**Source records**
»»

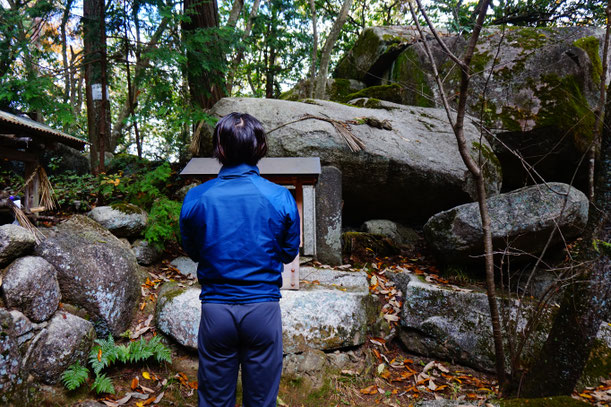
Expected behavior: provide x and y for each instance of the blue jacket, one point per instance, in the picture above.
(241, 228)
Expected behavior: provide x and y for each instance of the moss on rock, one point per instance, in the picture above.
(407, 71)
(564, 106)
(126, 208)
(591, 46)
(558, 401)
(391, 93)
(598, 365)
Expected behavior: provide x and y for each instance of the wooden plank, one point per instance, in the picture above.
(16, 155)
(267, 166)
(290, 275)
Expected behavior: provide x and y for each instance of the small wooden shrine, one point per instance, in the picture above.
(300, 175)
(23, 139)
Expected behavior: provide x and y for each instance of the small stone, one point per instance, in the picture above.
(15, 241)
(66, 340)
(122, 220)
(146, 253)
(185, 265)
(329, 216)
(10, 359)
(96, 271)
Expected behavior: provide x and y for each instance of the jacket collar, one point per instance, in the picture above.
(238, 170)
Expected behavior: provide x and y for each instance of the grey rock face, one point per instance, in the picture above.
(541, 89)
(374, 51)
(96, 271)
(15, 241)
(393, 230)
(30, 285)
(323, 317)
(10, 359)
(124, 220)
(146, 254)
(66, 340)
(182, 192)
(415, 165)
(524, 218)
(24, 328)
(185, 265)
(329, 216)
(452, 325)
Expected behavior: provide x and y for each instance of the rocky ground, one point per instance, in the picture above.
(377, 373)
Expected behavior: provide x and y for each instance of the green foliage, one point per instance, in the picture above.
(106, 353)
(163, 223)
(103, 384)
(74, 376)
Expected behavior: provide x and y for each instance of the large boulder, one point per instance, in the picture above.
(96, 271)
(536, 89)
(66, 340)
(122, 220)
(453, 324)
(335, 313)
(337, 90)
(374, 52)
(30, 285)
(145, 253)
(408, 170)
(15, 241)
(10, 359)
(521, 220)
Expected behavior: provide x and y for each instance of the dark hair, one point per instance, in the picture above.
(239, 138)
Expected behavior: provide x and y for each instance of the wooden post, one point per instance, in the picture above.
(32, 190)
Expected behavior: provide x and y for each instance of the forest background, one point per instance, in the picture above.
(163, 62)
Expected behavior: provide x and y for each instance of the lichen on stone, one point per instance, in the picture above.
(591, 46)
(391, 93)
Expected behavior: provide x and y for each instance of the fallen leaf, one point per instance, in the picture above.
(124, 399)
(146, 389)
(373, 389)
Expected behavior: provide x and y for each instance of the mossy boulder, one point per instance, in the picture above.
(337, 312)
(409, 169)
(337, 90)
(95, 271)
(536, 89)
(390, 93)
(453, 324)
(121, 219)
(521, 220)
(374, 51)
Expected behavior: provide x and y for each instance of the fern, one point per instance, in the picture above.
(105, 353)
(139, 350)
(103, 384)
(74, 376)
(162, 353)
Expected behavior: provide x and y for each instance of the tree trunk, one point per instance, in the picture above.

««

**Task brief**
Set down the material exactly, every line of it, except for the pictures.

**Finished exercise**
Expected behavior: provide x and y for each instance of the blue jacket, one point per instance, in the picture above.
(241, 228)
Expected behavior: provide x and y for each instance of the moss on rock, one point per instance, in the picture above.
(407, 71)
(564, 106)
(126, 208)
(591, 46)
(558, 401)
(391, 93)
(598, 365)
Expected behavior: provide x and y for each instance of the wooden plank, one point per instance, in the picture above.
(16, 155)
(267, 166)
(290, 275)
Expected behavior: provide x and y for each instance of the small wooden shrine, one point per instance, in the picture above.
(300, 175)
(23, 139)
Expected behavior: provide x and y for each instance of the small stone, one point per instance, in the picture above.
(15, 241)
(66, 340)
(122, 220)
(146, 253)
(185, 265)
(329, 216)
(10, 359)
(96, 271)
Expected behavior: provide x and y for each instance of the jacket collar, one point per instance, in the picture above.
(238, 170)
Expected behavior: provide x and y for each instance of the grey rock face, one point per instance, in the picture above.
(541, 89)
(374, 51)
(96, 271)
(15, 241)
(393, 230)
(30, 285)
(323, 317)
(10, 359)
(124, 220)
(146, 254)
(66, 340)
(182, 192)
(415, 165)
(524, 218)
(24, 328)
(185, 265)
(329, 216)
(452, 325)
Expected behavior: provide x and y for each instance of the rocky ground, one point per instance, in the picture above.
(377, 373)
Expected behavior: provide x and y for each instance of the green foliage, one point per instance, in the picture above.
(106, 353)
(163, 223)
(103, 384)
(74, 376)
Expected behavior: provide x and y for each instance of the large boulder, one point per instance, in the picture above.
(96, 271)
(536, 89)
(66, 340)
(122, 220)
(453, 324)
(335, 313)
(337, 90)
(374, 52)
(30, 285)
(145, 253)
(408, 170)
(15, 241)
(10, 359)
(521, 220)
Expected behavior: provide x and y for each instance of the dark hair, one point per instance, in the picture above.
(239, 138)
Expected behavior: provide x and y for each instance of the wooden post, one point per instance, in the picture above.
(32, 190)
Expected behavior: provide x and y for each instance of the forest background, one point per instance, in the picture above.
(163, 62)
Expected behavior: provide x and y for each instance of the lichen on stone, one point per instance, in the picture above.
(591, 46)
(391, 93)
Expected behavior: provide x and y for each instance of the fallen leaf, one point per instance, in the picture above.
(124, 399)
(146, 389)
(373, 389)
Expected behavior: provide x and y for each instance of the mossy boulder, one point per instance, in the picture above.
(337, 312)
(409, 169)
(337, 90)
(95, 271)
(536, 89)
(390, 93)
(453, 324)
(121, 219)
(521, 220)
(374, 51)
Expected behavior: provide x and y for each instance of the fern, one point per instance, in the picture above.
(105, 353)
(139, 350)
(103, 384)
(74, 376)
(162, 353)
Expected behavior: provide x and y for each instance of the tree trunk, one point per instance, in the picture above.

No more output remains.